| PROMPT |
For every line in the material, set down an identical one.

| SOURCE DATA |
* * *

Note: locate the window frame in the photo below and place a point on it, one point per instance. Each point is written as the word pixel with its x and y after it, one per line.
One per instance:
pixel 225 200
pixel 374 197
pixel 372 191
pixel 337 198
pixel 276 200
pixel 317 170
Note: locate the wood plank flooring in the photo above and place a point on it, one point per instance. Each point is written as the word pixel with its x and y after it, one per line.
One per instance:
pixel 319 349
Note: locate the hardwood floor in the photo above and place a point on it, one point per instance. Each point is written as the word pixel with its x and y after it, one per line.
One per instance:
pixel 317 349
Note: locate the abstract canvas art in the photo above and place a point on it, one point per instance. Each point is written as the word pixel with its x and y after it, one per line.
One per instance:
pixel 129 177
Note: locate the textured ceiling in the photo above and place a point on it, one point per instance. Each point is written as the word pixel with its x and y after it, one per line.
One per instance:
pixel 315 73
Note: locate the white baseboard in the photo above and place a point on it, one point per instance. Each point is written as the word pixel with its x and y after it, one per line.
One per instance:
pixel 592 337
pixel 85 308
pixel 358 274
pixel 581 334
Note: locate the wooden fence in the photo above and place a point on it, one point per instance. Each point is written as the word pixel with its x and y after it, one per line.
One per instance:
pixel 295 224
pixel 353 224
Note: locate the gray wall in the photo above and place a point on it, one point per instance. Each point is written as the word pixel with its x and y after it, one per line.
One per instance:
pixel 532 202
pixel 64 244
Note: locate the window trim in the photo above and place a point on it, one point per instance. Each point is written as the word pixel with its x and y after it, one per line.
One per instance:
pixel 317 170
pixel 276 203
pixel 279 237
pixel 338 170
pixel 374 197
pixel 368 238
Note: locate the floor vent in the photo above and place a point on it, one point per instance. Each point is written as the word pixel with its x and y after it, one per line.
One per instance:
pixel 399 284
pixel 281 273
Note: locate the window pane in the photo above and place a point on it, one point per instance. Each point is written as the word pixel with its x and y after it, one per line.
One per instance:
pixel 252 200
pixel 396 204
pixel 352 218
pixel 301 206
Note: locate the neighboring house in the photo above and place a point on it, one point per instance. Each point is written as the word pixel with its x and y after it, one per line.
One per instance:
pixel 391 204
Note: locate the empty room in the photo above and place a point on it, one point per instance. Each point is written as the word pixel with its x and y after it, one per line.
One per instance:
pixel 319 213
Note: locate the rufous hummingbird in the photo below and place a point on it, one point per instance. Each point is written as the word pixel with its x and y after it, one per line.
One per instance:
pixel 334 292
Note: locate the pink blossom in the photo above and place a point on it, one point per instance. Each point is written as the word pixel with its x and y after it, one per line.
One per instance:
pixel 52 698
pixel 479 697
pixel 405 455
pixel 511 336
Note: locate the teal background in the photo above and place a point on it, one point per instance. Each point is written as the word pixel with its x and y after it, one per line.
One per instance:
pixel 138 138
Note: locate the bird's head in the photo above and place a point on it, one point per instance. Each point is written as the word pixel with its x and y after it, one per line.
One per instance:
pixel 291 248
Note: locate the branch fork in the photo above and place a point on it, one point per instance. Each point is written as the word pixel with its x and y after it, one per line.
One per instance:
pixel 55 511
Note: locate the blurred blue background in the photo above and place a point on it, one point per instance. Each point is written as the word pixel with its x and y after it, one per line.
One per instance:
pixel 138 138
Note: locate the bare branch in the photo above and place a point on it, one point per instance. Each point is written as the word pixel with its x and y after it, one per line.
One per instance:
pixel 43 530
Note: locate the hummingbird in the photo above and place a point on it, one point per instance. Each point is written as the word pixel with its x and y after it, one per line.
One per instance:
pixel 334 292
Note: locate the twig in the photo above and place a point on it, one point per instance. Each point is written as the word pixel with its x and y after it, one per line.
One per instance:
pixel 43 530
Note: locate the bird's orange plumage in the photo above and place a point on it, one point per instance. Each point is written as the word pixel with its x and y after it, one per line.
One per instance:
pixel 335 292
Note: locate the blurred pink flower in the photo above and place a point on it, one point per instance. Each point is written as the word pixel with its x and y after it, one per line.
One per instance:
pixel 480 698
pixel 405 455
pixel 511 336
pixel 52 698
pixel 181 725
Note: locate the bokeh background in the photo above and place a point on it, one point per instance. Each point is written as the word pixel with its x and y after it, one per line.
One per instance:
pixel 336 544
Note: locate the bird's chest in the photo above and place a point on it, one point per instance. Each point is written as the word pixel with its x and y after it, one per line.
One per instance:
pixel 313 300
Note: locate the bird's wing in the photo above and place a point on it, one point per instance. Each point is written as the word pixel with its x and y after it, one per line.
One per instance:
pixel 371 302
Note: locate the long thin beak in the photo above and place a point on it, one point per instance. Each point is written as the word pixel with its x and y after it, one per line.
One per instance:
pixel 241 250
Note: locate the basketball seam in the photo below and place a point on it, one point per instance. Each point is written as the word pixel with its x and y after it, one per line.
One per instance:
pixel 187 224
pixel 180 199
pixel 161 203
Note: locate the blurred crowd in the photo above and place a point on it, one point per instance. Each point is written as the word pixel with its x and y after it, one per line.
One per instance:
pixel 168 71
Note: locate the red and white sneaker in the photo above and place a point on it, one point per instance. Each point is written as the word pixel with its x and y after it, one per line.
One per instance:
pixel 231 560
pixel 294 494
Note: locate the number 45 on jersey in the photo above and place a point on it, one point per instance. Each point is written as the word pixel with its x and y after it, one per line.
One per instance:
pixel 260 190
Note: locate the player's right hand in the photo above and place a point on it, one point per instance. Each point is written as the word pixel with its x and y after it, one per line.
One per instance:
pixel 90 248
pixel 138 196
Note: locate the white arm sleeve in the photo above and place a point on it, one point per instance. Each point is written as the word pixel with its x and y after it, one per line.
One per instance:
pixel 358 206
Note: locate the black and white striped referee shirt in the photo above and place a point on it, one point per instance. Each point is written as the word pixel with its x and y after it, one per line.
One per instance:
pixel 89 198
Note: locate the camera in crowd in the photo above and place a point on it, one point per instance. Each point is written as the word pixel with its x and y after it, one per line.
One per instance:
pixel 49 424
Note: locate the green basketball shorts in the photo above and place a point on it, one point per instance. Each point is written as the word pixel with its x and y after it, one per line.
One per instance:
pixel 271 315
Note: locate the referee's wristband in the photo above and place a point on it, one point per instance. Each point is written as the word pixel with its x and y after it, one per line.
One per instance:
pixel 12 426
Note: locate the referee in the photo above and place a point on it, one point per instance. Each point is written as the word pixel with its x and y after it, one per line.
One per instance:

* * *

| SOLVED EXERCISE |
Note: locate the window frame in the photo below and place a point on it, one point per instance. Each point is written as the word pixel with its x and y after it, one per line.
One per instance:
pixel 225 200
pixel 374 197
pixel 372 191
pixel 337 198
pixel 276 200
pixel 317 170
Note: locate the wood plank flooring in the photo above and place a point on it, one point per instance. Each point is written as the word pixel with its x and y after it, one per line.
One per instance:
pixel 319 349
Note: locate the hardwood floor in the photo above and place a point on it, one point per instance. Each point is written as the word pixel with its x and y after it, one per line.
One per instance:
pixel 317 349
Note: locate the abstract canvas art in the photo above and place a point on it, one point per instance. Each point is written as the word pixel with its x and y after it, one per line.
One per instance:
pixel 129 177
Note: locate the textured ceiling in the photo above and place a point on it, one point per instance. Each point is written as the word pixel with its x and y after it, one per line.
One per instance:
pixel 315 73
Note: locate the white baseboard in the photo above and place a point on it, one point per instance. Each point is written as the word pixel with its x and y after it, one per line.
One per instance:
pixel 592 337
pixel 85 308
pixel 358 274
pixel 581 334
Note: locate the wooden fence in the photo above and place a point on it, one point per instance. Each point is written as the word pixel with its x and y after it, one per line.
One per instance:
pixel 295 224
pixel 353 224
Note: locate the gray wall in the photo above and place a point on it, one point per instance. Each point is written as the word pixel with its x and y after it, one per line.
One per instance:
pixel 532 202
pixel 64 244
Note: locate the window trim in the photo above and place a point on it, one point per instance. Each point is written as the word pixel with its x and y after it, one per line.
One per instance:
pixel 317 170
pixel 276 203
pixel 279 237
pixel 338 170
pixel 374 197
pixel 368 238
Note: locate the floor vent in the photo above and place a point on it, one point per instance. Each point is written as the word pixel with its x and y after it, one per line.
One per instance:
pixel 399 284
pixel 281 273
Note: locate the window pane in the photo above and place a point on it, one point per instance. Each point is written as the word pixel with its x and y after it, one per line.
One per instance:
pixel 252 200
pixel 396 204
pixel 352 218
pixel 301 206
Note: locate the neighboring house in the photo above and place a point on it, one point per instance. Each point is written as the word pixel with its x and y after it, one per line.
One per instance:
pixel 391 204
Note: locate the empty room in the photo above and place a point on it, one point per instance. Each point is written as the word pixel with its x and y after it, one per line.
One per instance:
pixel 319 213
Note: locate the rufous hummingbird in the photo below and place a point on it, one point per instance. Each point is written as the word pixel with its x and y after it, one per line.
One per instance:
pixel 334 292
Note: locate the pink blossom in the photo above and place a point on it, one point per instance. Each point is written as the word pixel with its x and y after it, one per line.
One per instance:
pixel 52 698
pixel 479 697
pixel 405 455
pixel 511 336
Note: locate the teal background in the photo above and place a point on it, one point per instance. Each point is written as the word pixel with its x and y after it, one per line.
One per instance:
pixel 138 138
Note: locate the bird's head in the photo above and place a point on it, one point per instance. Each point is written as the word pixel with its x and y after it, one per line.
One per instance:
pixel 291 248
Note: locate the branch fork in the photo above and place a point on it, one point per instance. Each point is written as the word pixel with its x and y after it, one per line.
One per instance:
pixel 55 511
Note: locate the blurred blue background in the photo above and place a point on it, one point per instance. Each point is written as the word pixel with its x and y after it, one per line.
One per instance:
pixel 138 138
Note: locate the bare branch in the photo above and place a point on it, one point per instance. Each point is written as the word pixel with its x and y after it, one per line.
One per instance:
pixel 43 530
Note: locate the hummingbird in the photo above and place a point on it, one point per instance. Each point is written as the word pixel with its x and y after it, one per line.
One per instance:
pixel 334 292
Note: locate the twig in the photo above and place a point on it, one point per instance. Each point is written as the word pixel with its x and y after it, one per line.
One per instance:
pixel 43 530
Note: locate the bird's orange plumage in the photo above and place a point on it, one point per instance. Each point is written as the word pixel with its x and y after it, one per line.
One per instance:
pixel 335 292
Note: locate the blurred pink flower in the photo above and place a point on it, one point per instance. Each point is written as the word pixel with its x and y after it, one per line.
One per instance:
pixel 480 698
pixel 405 455
pixel 511 336
pixel 52 698
pixel 181 725
Note: locate the bokeh background in the photo above and place a point on it, one point per instance. Each point is written as the word pixel with its x and y after it, one per line.
One per instance:
pixel 336 544
Note: locate the bird's chest in the photo above and place a point on it, one point per instance. Each point is written as the word pixel with its x and y after it, one per line.
One per instance:
pixel 313 300
Note: locate the bird's wing in the photo above and place a point on it, one point per instance. Each point is written as the word pixel with its x and y after it, one per line.
One per instance:
pixel 371 302
Note: locate the long thin beak in the photo above and place a point on it, one point per instance. Each point is written as the word pixel with its x and y after it, one per line.
One per instance:
pixel 241 250
Note: locate the basketball seam in the photo below and place a point on it, one point per instance. Each point is written as the word pixel with its x and y after it, one per line.
One per instance:
pixel 187 224
pixel 180 199
pixel 161 203
Note: locate the blurred crowd in the photo above and place a point on it, one point per instance. Each point is written as the word pixel with its x and y after it, one per line.
One per instance:
pixel 168 71
Note: locate the red and white sneaker in the photo above and place a point on it, one point per instance. Each point is written as the word pixel with its x and y after it, one per line.
One per instance:
pixel 231 560
pixel 294 494
Note: locate the number 45 on jersey in the photo above and place a point on it, one point per instance. Each point is written as the word pixel with its x and y after it, one per line.
One per instance:
pixel 260 190
Note: locate the player's right hand in the photo above and place a point on it, one point per instance. Each point is written as the word pixel with its x and y after it, one per line.
One per instance:
pixel 90 248
pixel 138 196
Note: locate the white arm sleeve in the photo above and place a point on it, one point per instance. Each point is written as the word pixel with its x and y after it, one per line.
One per instance:
pixel 358 206
Note: locate the black and white striped referee shirt in the photo above and place a point on it, one point per instance. Each point is written as the word pixel with its x and y after it, one per line.
One per instance:
pixel 89 198
Note: locate the camera in crowd in the photo above and place a point on it, one point per instance. Each point is written as the word pixel with its x and y after it, one per line.
One per instance:
pixel 49 424
Note: locate the green basketball shorts in the photo above and place a point on it, one point per instance. Each point is written as the word pixel with its x and y after it, one per line.
One per instance:
pixel 271 315
Note: locate the referee's wristband in the photo above and place a point on it, one point per instance. Each point is written as the word pixel with its x and y after it, one per line.
One per instance:
pixel 12 426
Note: locate the referee in the photo above and place a point on it, one point per instance. Each point is written as the word pixel with its x and y after it, one per line.
One per instance:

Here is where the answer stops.